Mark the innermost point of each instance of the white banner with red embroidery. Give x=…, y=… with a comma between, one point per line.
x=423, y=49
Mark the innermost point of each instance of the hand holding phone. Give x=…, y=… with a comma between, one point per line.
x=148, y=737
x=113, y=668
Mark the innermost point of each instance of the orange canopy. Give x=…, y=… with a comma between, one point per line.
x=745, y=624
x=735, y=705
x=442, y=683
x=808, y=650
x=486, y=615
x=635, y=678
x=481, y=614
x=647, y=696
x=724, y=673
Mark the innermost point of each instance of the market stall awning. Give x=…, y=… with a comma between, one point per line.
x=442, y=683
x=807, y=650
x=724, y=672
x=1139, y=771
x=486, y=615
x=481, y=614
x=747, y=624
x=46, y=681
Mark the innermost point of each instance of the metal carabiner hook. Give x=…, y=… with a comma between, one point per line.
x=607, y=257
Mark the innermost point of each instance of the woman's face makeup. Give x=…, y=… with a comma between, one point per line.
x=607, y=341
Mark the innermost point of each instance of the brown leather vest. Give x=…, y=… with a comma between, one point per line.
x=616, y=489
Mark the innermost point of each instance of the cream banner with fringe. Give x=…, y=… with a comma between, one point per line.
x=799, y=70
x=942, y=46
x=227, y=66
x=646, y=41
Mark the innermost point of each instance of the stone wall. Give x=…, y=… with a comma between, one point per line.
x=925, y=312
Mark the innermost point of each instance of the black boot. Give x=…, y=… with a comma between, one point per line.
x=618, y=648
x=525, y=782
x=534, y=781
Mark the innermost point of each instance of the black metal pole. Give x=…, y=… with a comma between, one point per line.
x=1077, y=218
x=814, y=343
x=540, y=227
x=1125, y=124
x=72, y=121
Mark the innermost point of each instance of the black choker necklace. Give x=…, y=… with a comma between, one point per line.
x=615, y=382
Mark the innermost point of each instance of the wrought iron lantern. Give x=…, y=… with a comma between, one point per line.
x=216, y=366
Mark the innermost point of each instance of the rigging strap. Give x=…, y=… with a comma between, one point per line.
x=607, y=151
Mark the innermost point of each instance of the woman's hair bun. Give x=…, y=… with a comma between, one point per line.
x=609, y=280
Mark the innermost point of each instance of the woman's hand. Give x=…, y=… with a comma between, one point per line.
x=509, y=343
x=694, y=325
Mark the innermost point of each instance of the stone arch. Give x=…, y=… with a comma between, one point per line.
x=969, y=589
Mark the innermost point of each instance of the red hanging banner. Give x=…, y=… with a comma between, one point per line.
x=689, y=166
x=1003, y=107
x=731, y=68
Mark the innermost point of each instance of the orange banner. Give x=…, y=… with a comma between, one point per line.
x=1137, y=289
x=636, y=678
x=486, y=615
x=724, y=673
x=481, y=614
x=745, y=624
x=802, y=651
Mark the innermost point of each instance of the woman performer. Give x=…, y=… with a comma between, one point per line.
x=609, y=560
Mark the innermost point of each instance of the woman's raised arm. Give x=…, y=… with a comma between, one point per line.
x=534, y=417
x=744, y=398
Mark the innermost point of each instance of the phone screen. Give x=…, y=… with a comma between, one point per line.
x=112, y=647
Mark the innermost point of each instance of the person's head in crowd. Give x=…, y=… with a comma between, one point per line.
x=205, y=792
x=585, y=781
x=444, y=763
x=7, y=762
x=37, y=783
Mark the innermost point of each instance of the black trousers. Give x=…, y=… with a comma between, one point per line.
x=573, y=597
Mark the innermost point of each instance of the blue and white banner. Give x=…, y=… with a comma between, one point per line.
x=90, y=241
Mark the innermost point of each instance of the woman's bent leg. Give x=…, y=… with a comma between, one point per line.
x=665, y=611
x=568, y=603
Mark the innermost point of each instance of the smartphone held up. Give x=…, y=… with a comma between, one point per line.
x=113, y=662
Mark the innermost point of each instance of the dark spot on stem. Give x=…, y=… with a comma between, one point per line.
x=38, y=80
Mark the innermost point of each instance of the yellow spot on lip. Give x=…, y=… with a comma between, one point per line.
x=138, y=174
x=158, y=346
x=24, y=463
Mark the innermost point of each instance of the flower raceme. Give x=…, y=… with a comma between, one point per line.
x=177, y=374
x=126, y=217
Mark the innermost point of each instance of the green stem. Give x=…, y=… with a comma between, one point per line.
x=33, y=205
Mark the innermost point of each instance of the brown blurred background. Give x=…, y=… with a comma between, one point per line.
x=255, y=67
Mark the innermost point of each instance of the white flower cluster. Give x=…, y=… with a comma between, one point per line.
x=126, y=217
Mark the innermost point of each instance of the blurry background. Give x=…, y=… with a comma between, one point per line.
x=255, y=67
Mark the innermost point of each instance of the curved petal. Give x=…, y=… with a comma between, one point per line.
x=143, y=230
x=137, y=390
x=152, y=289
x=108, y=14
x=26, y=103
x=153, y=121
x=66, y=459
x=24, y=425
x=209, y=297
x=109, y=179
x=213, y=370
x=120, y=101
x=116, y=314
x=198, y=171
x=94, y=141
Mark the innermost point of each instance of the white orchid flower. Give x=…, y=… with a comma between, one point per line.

══════════════════════════════

### What to do
Word for word, transcribe each of the entries above.

### Response for this exercise
Mark the innermost point of each instance of the white banner with red embroidery. Give x=…, y=… with a comma between, one point per line.
x=423, y=49
Mark the innermost point of each instance of the hand holding phone. Give x=…, y=… with a comma between, one point per line.
x=148, y=737
x=113, y=668
Mark the innermost point of each instance of the orange canopy. Give x=…, y=… with a comma between, one point per line.
x=745, y=624
x=735, y=705
x=442, y=683
x=808, y=650
x=486, y=615
x=635, y=678
x=481, y=614
x=647, y=696
x=724, y=673
Mark the innermost point of each instance of the market stall awning. Give x=…, y=… with a comma between, one point per line.
x=442, y=683
x=807, y=650
x=724, y=672
x=1139, y=771
x=486, y=615
x=481, y=614
x=747, y=624
x=46, y=681
Mark the innermost point of each instance of the metal carabiner hook. Give x=…, y=… with a comma between, one point per line.
x=607, y=257
Mark the innermost point of each instance of the woman's face makeup. Give x=…, y=… with a comma between, one point per line.
x=607, y=341
Mark the innermost point of each instance of the brown leather vest. Give x=…, y=… with a comma between, one point per line.
x=616, y=489
Mark the innermost point of each instance of the cream banner with fringe. Give x=…, y=… with a comma between, one point per line.
x=799, y=70
x=942, y=46
x=227, y=66
x=646, y=41
Mark the innermost point of each instance of the stone wall. Give x=…, y=… with a comma between, one point per line.
x=925, y=312
Mark the innermost point of each instance of the black boot. Give x=…, y=… with a comma between, one point per line.
x=618, y=648
x=525, y=782
x=534, y=781
Mark the innermost point of each instance of the black metal pole. Give x=…, y=… with a comma between, one point per line.
x=1077, y=218
x=814, y=343
x=540, y=227
x=1125, y=124
x=72, y=121
Mark the innermost point of each instance of the black choker necklace. Give x=…, y=… with a comma between, one point per line.
x=615, y=382
Mark the innermost point of each instance of the wrought iron lantern. Give x=…, y=… with a comma between, one point per line.
x=216, y=366
Mark the innermost point of each instance of the rigging strap. Give x=…, y=… with a comma between, one point per line.
x=607, y=151
Mark the innermost point of each instance of the woman's hair bun. Give x=…, y=… with a comma between, one point per line.
x=609, y=280
Mark the innermost point of each instance of the woman's hand. Give x=…, y=… with a comma between, one point per line.
x=509, y=343
x=694, y=325
Mark the innermost point of each instance of the stone arch. Give x=…, y=… with a comma between, one point per line.
x=969, y=589
Mark the innermost point of each instance of the red hanging banner. Give x=…, y=… with a comma between, one point per line.
x=689, y=166
x=1003, y=107
x=731, y=68
Mark the innermost point of each instance of the orange banner. Give x=…, y=… with a comma between, one point per line.
x=1137, y=289
x=636, y=678
x=486, y=615
x=724, y=673
x=481, y=614
x=745, y=624
x=802, y=651
Mark the innermost point of each instance of the woman performer. Give x=…, y=… with a comma between, one point per line.
x=609, y=560
Mark the innermost point of each instance of the woman's raised arm. Give x=…, y=… with a comma between, one point per line.
x=534, y=417
x=744, y=398
Mark the innermost point of each instance of the phone screen. Give x=…, y=… with a comma between, one point per line.
x=112, y=647
Mark the innermost point of each instance of the person's head in crowd. Give x=…, y=… with a comma between, one point per line.
x=205, y=792
x=585, y=781
x=444, y=763
x=7, y=762
x=37, y=783
Mark the innermost point of each instance of the black trousers. Give x=…, y=… with a comma between, one point per line.
x=573, y=597
Mark the innermost point of each instance of the blue and white banner. Give x=…, y=… with a comma between, one point per line.
x=90, y=241
Mark the innermost point of each instance of the woman's bent leg. Give x=…, y=… with a comma between, one point per line.
x=665, y=611
x=568, y=603
Mark the innermost point of each instance of the smartphone held up. Give x=…, y=… with a comma between, one point per line.
x=113, y=662
Mark the innermost point of each instance of the dark spot on stem. Give x=…, y=… with a comma between, one point per line.
x=38, y=80
Mark the innermost point of each instance of the yellow spot on lip. Give x=…, y=… with a comma between, one point per line.
x=138, y=174
x=158, y=346
x=24, y=463
Mark the innermost point of each instance of the flower raceme. Give x=…, y=… with a comma between, one point per line.
x=177, y=374
x=126, y=217
Mark the innermost point of each instance of the green stem. Give x=…, y=… with a comma between, one point per line.
x=33, y=205
Mark the innermost point of each instance of the brown blurred background. Give x=…, y=… with a comma between, one point per line.
x=255, y=67
Mark the innermost point of each instance of the white flower cluster. Give x=…, y=… with a comma between, one point per line.
x=126, y=217
Mark the innermost point of each instance of the blurry background. Give x=…, y=… with a comma between, one point per line.
x=255, y=67
Mark the innermost point of each instance of the curved petal. Give x=…, y=… with a comma between, one point per line.
x=143, y=230
x=137, y=390
x=152, y=289
x=108, y=14
x=26, y=103
x=153, y=121
x=66, y=459
x=24, y=425
x=209, y=297
x=109, y=179
x=213, y=370
x=120, y=101
x=116, y=314
x=198, y=171
x=94, y=141
Mark the innermost point of each instance of the white orchid flower. Give x=…, y=… with a comma between, one point per line.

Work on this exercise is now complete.